### Document text
##########
She asked to move in with her dad last month. She moved in, and developed a relationship with the stepbrother living there. It was shortlived, and her father asked her to find somewhere else to stay because he was not going to condone a relationship between them, it was unseemly, and even if they stopped having feelings for one another, he was not willing to run the risk of the feelings resurfacing. So at that point, Lynn was partially at fault for the reason she left. 

Her grandparents are unwilling to take her back. She cannot go back to New York. She has no other relatives to choose from, other than people she hardly knows like great aunts and uncles. So she called and asked us if she could stay with us.

My husband feels that it was our scriptural duty to take her in. He has not discussed whether it is because she would have been truly homeless, or if he equated her sleeping on the couch of some other teenager with being "home" less. Either way, he continues to point me to James 2 and say that he just cant argue with what scripture says.

I expect Lynn to be rebellious here, too. At least in the last year, she has had no discipline at all, and she has some deep psychological issues about abandonment and having unmet needs and stuff from her parents leaving her and her grandma physially abusing her. The outcome of our choice to take her in is not what is important to me. What is important to me is to obey scripture in regard to taking in a stranger. We are making a contract with rules and their consequences, for Lynn and for us to sign. We are erring on the side of caution, and the rules are plentiful. We can always make less rules if we see that to be necessary later.
##########
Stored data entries
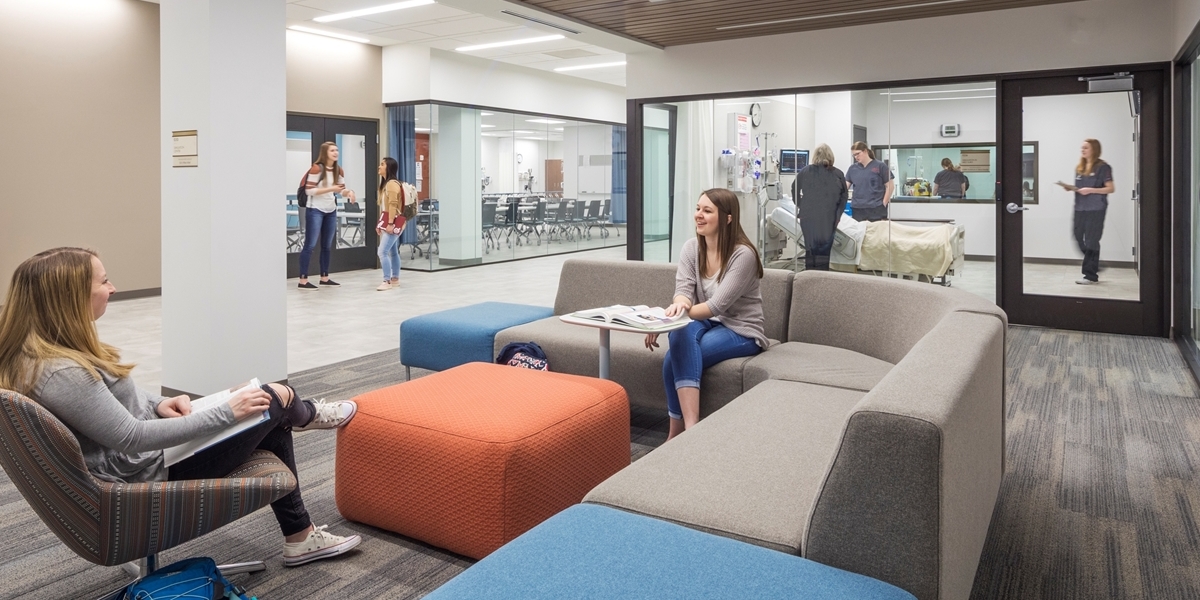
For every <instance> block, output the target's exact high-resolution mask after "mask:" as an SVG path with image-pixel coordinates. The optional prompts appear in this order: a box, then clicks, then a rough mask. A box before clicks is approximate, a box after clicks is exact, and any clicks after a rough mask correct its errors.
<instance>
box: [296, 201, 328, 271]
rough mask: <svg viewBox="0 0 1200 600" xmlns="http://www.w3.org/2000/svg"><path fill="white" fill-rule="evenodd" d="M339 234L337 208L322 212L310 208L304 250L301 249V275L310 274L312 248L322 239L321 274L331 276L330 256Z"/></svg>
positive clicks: (305, 216)
mask: <svg viewBox="0 0 1200 600" xmlns="http://www.w3.org/2000/svg"><path fill="white" fill-rule="evenodd" d="M335 234H337V209H334V211H332V212H322V211H319V210H317V209H313V208H310V209H308V210H307V211H306V212H305V228H304V250H301V251H300V276H301V277H307V276H308V263H310V262H311V260H312V248H316V247H317V240H320V276H322V277H328V276H329V257H330V256H331V254H332V253H334V235H335Z"/></svg>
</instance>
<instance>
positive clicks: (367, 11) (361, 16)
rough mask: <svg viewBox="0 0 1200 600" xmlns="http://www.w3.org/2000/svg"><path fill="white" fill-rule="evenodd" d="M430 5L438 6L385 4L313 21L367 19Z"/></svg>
mask: <svg viewBox="0 0 1200 600" xmlns="http://www.w3.org/2000/svg"><path fill="white" fill-rule="evenodd" d="M430 4H436V2H434V1H433V0H408V1H407V2H396V4H385V5H383V6H373V7H371V8H360V10H358V11H348V12H336V13H334V14H325V16H324V17H317V18H314V19H312V20H316V22H317V23H331V22H335V20H342V19H353V18H354V17H366V16H367V14H379V13H380V12H391V11H402V10H404V8H412V7H414V6H425V5H430Z"/></svg>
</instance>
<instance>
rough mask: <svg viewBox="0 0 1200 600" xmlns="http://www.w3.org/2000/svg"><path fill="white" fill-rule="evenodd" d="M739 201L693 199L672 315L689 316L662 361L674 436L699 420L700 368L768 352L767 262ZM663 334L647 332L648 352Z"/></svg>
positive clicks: (668, 308)
mask: <svg viewBox="0 0 1200 600" xmlns="http://www.w3.org/2000/svg"><path fill="white" fill-rule="evenodd" d="M739 216H740V210H739V206H738V197H737V196H736V194H734V193H733V192H731V191H728V190H721V188H715V190H709V191H707V192H704V193H702V194H700V200H697V202H696V216H695V218H696V239H692V240H688V241H686V242H685V244H684V245H683V251H682V252H680V254H679V266H678V270H677V271H676V292H674V299H673V301H672V304H671V306H668V307H667V308H666V313H667V314H668V316H676V314H679V313H683V312H686V313H688V317H690V318H691V319H692V322H691V323H689V324H688V326H685V328H683V329H677V330H674V331H672V332H671V334H670V335H668V341H670V348H667V355H666V356H665V358H664V359H662V383H664V384H665V385H666V391H667V415H670V416H671V430H670V432H668V434H667V439H671V438H673V437H676V436H678V434H679V433H683V431H684V430H686V428H689V427H691V426H694V425H696V422H697V421H700V379H701V373H702V372H703V370H706V368H708V367H709V366H712V365H715V364H718V362H721V361H722V360H728V359H736V358H739V356H751V355H754V354H758V353H760V352H762V349H764V348H767V343H768V342H767V336H766V334H764V332H763V313H762V294H761V293H760V292H758V280H761V278H762V262H761V260H760V259H758V251H757V250H755V247H754V244H752V242H751V241H750V238H748V236H746V234H745V232H743V230H742V223H740V221H739ZM658 338H659V336H658V334H647V336H646V347H647V348H649V349H650V352H653V350H654V348H656V347H658V346H659V344H658Z"/></svg>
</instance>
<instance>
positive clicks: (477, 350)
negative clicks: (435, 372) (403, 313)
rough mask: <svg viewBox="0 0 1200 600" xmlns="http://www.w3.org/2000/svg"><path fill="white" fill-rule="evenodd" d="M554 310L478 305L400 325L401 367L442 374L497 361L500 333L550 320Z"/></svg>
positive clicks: (549, 309)
mask: <svg viewBox="0 0 1200 600" xmlns="http://www.w3.org/2000/svg"><path fill="white" fill-rule="evenodd" d="M553 316H554V310H553V308H548V307H545V306H529V305H523V304H508V302H481V304H476V305H470V306H463V307H462V308H450V310H448V311H439V312H432V313H430V314H421V316H420V317H413V318H410V319H404V322H403V323H401V324H400V364H401V365H404V367H406V374H407V373H408V372H410V371H412V368H410V367H420V368H428V370H431V371H445V370H448V368H451V367H456V366H458V365H464V364H467V362H475V361H481V362H491V361H493V360H496V354H494V350H493V349H492V344H493V343H494V341H496V334H497V332H498V331H500V330H504V329H508V328H511V326H516V325H524V324H526V323H530V322H534V320H538V319H544V318H546V317H553Z"/></svg>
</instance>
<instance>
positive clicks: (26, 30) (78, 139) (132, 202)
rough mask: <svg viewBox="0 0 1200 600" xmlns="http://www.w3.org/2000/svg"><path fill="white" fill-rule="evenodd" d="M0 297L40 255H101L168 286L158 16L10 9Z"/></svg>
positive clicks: (141, 284) (116, 263) (8, 25)
mask: <svg viewBox="0 0 1200 600" xmlns="http://www.w3.org/2000/svg"><path fill="white" fill-rule="evenodd" d="M0 54H2V55H4V56H6V59H5V60H2V61H0V82H4V83H2V84H0V107H2V109H0V132H2V139H4V142H2V144H0V164H2V166H4V167H2V169H4V172H5V174H6V176H5V181H6V185H5V186H4V187H5V191H4V199H2V200H0V293H5V294H6V293H7V290H8V282H10V280H11V276H12V271H13V269H14V268H16V266H17V265H18V264H19V263H20V262H22V260H24V259H25V258H28V257H30V256H32V254H34V253H36V252H40V251H42V250H47V248H50V247H55V246H66V245H70V246H84V247H91V248H95V250H97V251H98V252H100V254H101V257H102V258H103V260H104V266H106V269H107V270H108V272H109V275H110V277H112V280H113V282H114V283H115V284H116V288H118V289H119V290H134V289H148V288H157V287H160V284H161V283H160V281H161V280H160V277H161V258H160V238H161V236H160V230H161V220H160V196H161V192H160V188H161V186H160V162H158V148H160V140H158V6H157V5H154V4H149V2H142V1H138V0H88V1H80V0H38V1H36V2H28V1H16V0H2V1H0Z"/></svg>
##########
### What you have to do
Answer these questions from the post about Lynn, one per line:
1. Who asked Lynn to find somewhere else to stay?
2. Which place can Lynn not go back to?
3. Which chapter of scripture does the husband keep pointing to?

### Task result
1. Her father
2. New York
3. James 2